[DATA]
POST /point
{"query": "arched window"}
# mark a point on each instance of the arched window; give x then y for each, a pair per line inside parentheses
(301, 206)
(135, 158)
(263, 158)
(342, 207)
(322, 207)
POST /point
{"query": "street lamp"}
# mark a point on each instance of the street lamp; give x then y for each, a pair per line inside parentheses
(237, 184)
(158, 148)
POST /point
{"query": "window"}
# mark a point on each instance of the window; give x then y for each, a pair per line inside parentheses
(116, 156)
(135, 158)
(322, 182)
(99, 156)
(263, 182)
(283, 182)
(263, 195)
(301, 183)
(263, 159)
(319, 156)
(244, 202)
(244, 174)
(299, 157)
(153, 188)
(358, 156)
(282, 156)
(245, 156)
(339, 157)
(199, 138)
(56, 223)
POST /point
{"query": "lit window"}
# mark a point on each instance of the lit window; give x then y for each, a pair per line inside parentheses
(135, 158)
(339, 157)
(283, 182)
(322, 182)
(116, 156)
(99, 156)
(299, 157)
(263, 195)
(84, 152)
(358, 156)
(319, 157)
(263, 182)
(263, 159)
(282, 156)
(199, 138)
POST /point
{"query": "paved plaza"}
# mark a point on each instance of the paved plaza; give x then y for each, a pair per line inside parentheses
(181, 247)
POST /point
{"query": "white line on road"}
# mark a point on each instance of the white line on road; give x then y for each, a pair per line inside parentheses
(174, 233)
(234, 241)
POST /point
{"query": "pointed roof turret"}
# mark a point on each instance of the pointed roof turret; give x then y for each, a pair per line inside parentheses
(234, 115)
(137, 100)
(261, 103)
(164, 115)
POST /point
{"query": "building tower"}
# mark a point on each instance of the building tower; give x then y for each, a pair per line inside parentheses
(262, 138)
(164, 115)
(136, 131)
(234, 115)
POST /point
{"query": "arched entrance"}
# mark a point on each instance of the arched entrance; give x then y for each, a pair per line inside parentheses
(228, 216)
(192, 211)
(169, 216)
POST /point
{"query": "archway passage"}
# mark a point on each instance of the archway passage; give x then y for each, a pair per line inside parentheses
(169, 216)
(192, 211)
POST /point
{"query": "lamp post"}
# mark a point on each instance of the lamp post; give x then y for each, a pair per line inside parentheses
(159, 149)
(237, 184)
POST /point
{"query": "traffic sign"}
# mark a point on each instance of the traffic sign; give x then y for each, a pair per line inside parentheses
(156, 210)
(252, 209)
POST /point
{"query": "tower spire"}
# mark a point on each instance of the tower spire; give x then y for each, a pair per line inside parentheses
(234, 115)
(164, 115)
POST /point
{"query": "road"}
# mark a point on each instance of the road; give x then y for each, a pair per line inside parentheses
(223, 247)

==

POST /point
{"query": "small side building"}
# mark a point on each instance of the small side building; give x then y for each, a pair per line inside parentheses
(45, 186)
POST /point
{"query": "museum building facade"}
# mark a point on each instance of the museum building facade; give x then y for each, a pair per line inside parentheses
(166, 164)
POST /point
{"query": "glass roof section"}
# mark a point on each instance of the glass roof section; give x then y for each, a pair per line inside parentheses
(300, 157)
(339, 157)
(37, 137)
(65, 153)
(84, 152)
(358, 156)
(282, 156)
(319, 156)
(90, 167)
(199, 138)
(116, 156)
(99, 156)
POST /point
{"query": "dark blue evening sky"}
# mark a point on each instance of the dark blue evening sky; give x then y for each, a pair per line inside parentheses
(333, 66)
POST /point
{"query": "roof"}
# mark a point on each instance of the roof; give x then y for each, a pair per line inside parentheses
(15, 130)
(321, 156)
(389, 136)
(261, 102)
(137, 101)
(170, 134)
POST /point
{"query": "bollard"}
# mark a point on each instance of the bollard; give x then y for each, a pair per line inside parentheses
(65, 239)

---

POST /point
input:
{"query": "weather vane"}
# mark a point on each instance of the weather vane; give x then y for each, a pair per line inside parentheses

[PROBLEM REQUIREMENTS] Report each line of the entries above that contains the string "road".

[ANSWER BELOW]
{"query": "white line on road"}
# mark a point on each instance of the white line on road; give x then y for each, a pair per line inside parentheses
{"query": "road"}
# mark a point on each instance of the road; give x then y for each, a pair per line inside parentheses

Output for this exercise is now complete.